Задания:
(A) Изложите в двух предложениях суть рассуждения о пространственно-временной поэтике образа приживальщика.
(B) В какой повести Достоевского, согласно рассуждению о пространственно-временной поэтике, изображен приживальщик Фома Фомич Опискин?
(C) Напишите продолжение рассуждения о хронотопе Фомы Опискина, начиная после его последнего предложения.

Фрагмент текста:
↓

Для раскрытия характера персонажа русские писатели широко используют средства пространственно-временной поэтики. Характер и направленность перемещений героя, его место в топосе основного действия, преимущественная реализация в рамках бытового или бытийного хронотопа – всё это имеет глубочайшее символическое значение и придает образам высокую степень обобщения. Примером тому может служить изображение приживальщика Фомы Фомича Опискина в повести Ф. М. Достоевского «Село Степанчиково и его обитатели». Рассмотрим пространственно-временные характеристики персонажа на фоне хронотопов других нахлебников русской литературы: Кузовкина («Нахлебник»), Пандалевского («Рудин»), Сувенира («Степной король Лир»), С. П. Верховенского («Бесы»).
Литературный тип приживальщика характеризуется строжайшей локализацией в рамках бытового хронотопа и имеет типичный набор устойчивых качеств: дискретность перцептуального времени, неполноценное переживание временных модусов, преимущественная связь с горизонтальным событийным пластом времени, локализация в закрытом домашнем пространстве, оторванность от корней, ориентация на материальные блага, пространственная статичность и т. п. В полной мере им обладают второстепенные и фоновые персонажи русской литературы (Пандалевский, Сувенир, Черт из кошмара Ивана Карамазова и т. д.). Для воссоздания характеров нахлебников, играющих существенную роль в хронотопах произведений, используется прием контрастного введения пространственно-временных деталей бытийной природы. Например, С. Т. Верховенский способен к рефлексии и переживанию эпического времени, осознает необходимость движения, пути, что совершенно не свойственно замкнутому хронотопу приживальщика. Применительно к его образу антиномия бытовой – бытийный проявляет внутреннюю драму и усиливает противоречие между способностью к духовной эволюции, переживанию катарсиса и статичными внешними условиями, бесхарактерностью, неспособностью к преобразованию и созиданию. Тот же прием – сочетание бытовых и бытийных символов – использует Тургенев для передачи трагедии Кузовкина. Усиление связи биографического и исторического времени и доминирование субъективного пласта в структуре художественного времени служит для обозначения способности тургеневского героя к движению вдоль временной оси, его открытости космосу и на контрастном фоне других, совершенно заурядных качеств нахлебника (остановка во времени, категорическое неприятие внедомашнего топоса) обнаруживает его душевную драму.
В «Селе Степанчикове», напротив, Достоевский гениально демонстрирует возможности бинарной оппозиции бытовой – бытийный для создания сатирического портрета приживальщика. Перцептуальный хронотоп Фомы Фомича Опискина (в первую очередь хронотоп воображения) строится исключительно на основе бытийных образов, которые контрастируют с реальными объектами его индивидуального мира, указывают на конфликт между быть и казаться персонажа и являются средством карнавализации пространства. Фома обладает полным набором хронотопических характеристик типичного нахлебника. Между тем автор вводит ряд пространственно-временных деталей, свидетельствующих о неординарности ситуации: приживальщик наделен правом корректировать хронологическую приуроченность событий, влиять на темп и ритм времени, занимать ключевые позиции в доме, контролировать усадебное пространство, направлять и организовывать действие, инициировать публичные «испытания». Словом, Фома Опискин безусловно воцарился в доме и «ему все поклоняются» [1].

↑

Строки данных:
↓

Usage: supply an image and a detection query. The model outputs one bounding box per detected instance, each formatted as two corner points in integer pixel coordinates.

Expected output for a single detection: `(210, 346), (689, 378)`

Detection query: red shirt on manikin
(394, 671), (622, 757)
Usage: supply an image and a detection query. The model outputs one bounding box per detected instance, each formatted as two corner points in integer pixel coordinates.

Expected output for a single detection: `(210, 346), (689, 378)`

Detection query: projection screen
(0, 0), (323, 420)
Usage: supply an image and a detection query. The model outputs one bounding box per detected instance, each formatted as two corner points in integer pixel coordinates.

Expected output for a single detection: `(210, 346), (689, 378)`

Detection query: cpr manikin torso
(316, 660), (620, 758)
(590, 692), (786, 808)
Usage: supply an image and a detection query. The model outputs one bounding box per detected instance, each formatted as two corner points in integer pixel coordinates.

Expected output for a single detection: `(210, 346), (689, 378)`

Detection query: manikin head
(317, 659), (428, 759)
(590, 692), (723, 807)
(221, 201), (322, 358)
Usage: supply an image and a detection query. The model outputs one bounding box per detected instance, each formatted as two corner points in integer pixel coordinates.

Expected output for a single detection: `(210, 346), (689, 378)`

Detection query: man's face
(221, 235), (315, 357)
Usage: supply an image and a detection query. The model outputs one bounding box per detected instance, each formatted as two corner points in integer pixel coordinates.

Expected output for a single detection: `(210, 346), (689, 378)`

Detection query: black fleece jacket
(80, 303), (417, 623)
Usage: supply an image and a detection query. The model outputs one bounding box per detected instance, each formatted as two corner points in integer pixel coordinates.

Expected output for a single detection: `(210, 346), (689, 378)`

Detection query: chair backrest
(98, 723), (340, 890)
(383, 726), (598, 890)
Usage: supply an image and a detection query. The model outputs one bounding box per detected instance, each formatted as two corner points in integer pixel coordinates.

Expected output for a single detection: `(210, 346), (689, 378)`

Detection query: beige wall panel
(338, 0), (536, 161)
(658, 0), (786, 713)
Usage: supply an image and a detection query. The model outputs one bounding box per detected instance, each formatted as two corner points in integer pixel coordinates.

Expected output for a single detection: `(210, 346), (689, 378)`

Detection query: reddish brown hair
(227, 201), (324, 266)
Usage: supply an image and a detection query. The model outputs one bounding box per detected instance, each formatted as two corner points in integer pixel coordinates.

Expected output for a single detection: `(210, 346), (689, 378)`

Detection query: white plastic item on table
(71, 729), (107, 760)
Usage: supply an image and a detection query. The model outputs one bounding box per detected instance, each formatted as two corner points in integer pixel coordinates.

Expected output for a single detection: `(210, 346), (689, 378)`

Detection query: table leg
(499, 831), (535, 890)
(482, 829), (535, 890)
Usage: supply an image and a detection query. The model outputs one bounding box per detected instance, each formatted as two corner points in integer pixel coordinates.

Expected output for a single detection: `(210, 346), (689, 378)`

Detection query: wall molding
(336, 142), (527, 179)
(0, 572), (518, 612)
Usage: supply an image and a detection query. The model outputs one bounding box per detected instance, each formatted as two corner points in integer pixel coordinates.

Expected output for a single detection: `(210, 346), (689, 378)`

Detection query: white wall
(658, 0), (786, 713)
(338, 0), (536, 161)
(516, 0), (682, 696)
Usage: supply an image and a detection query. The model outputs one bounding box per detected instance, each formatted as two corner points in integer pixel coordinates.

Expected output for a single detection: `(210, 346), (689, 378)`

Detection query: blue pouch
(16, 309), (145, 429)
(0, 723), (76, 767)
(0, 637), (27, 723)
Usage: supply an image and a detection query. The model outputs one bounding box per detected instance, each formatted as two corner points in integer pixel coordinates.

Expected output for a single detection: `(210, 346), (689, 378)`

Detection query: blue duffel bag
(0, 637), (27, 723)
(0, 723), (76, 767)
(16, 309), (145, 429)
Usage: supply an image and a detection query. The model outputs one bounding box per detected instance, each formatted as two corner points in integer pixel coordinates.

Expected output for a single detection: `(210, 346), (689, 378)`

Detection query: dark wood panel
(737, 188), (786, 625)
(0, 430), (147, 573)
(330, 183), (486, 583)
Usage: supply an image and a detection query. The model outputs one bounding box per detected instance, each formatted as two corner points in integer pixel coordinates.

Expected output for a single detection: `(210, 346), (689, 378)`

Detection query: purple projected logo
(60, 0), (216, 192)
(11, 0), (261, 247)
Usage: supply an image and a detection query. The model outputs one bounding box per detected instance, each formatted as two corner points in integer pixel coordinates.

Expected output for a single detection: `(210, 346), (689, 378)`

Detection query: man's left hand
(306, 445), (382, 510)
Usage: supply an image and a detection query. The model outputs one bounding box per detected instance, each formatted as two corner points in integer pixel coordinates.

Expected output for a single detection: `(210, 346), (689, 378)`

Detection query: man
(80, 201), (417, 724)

↑

Ответы:
(A) Литературный тип приживальщика строго локализован в бытовом хронотопе, а для раскрытия внутренней драмы значимых нахлебников, таких как Верховенский и Кузовкин, писатели контрастно вводят пространственно-временные детали бытийной природы. Достоевский в «Селе Степанчикове», напротив, использует оппозицию бытового и бытийного для сатирического портрета Фомы Опискина, который обладает всеми чертами типичного нахлебника, но воцарился в доме и управляет его временем и пространством.

(B) В повести «Село Степанчиково и его обитатели».

(C)
Относясь к сугубо «дневным» персонажам, Фома Фомич внедряет в сознание своих слушателей мысль об интенсивной душевной работе, совершаемой в часы ночного бодрствования: «Я молился за вас целые ночи и трепетал, стараясь отыскать ваше счастье» (с. 306); «...а я буду всю ночь молиться за вас. Я давно уже не знаю, что такое сон» (с. 246); «Сколько раз, бывало, в бессонные ночи мои я вставал с постели, зажигал свечу и говорил себе: “Теперь он спит спокойно, надеясь на тебя. Не спи же ты, Фома, бодрствуй за него…”» (с. 240); «Сказал, что если будет кто об них спрашивать, так отвечать, что они на молитве сию ночь долго стоять намерены-с» (с. 265). Приведенные примеры демонстрируют незаурядное умение Фомы использовать символику времени суток, в частности ночное время, противопоставленное дневной суете и соответствующее размышлениям и молитвам.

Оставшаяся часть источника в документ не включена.